[Given text Boundary: Start]
Excerpts from A History of New York City to 1898
Edwin G. Burrows and Mike Wallace
New York Oxford, Oxford University Press 1999
Page 800, Emporium and Manufacturing City (1844-1879)
Those who did receive medical training attended unorthodox institutions, like the New York Hydropathic and Physiological School, which in 1856 graduated thirty males and twenty females. Such women could be dismissed as quacks. Dr. Elizabeth Blackwell could not.
Blackwell, an English immigrant, had gotten into an upstate medical school and received the first American M.D. degree ever conferred on a woman. But when she returned to New York City in 1851, physicians prevented her from practicing in city hospitals and dispensaries, and she became the target of hate mail. In 1853 Blackwell opened what would become the New York Infirmary for Women and Children, in a one-room dispensary on 7th Street near Tompkins Square. She would be assisted by Dr. Marie Zachrzewska, former chief midwife of Prussia’s largest hospital, who had emigrated to New York City convinced that "only in a republic can it be proved that science has no sex." Poor women flocked from all over Manhattan and Brooklyn to this first medical charity in the United States staffed by female physicians. The New York Infirmary took root, despite vitriolic opposition from the city’s male medicos, though its efforts to add a women’s medical college would be thwarted until 1868. It would be the Women’s Hospital of New York (1855), organized by male physicians to treat female disorders, that would receive significant appropriations of money and land from state and city.
[Given text Boundary: End]
[Data provided Boundary: Start]
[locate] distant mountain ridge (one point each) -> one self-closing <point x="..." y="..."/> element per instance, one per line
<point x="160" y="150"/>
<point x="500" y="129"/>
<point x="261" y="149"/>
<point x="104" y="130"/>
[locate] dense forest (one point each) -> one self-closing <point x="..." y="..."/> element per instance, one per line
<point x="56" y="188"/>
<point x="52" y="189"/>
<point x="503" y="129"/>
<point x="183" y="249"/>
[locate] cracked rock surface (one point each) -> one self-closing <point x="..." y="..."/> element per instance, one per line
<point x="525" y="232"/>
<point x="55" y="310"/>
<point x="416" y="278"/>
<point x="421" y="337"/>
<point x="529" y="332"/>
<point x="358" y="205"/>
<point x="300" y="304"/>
[Data provided Boundary: End]
■ Tasks to perform ■
[a] According to the history excerpt, in what year did Blackwell open the dispensary that would become the New York Infirmary for Women and Children?
[b] Rewrite the history excerpt between "Excerpts from A" and "Manufacturing City (1844-1879)", inclusive, changing "Emporium" to "Marketplace".
The listing is separate from the history excerpt and stands on its own.

■ Solution list ■
[a] 1853

[b]
Excerpts from A History of New York City to 1898
Edwin G. Burrows and Mike Wallace
New York Oxford, Oxford University Press 1999
Page 800, Marketplace and Manufacturing City (1844-1879)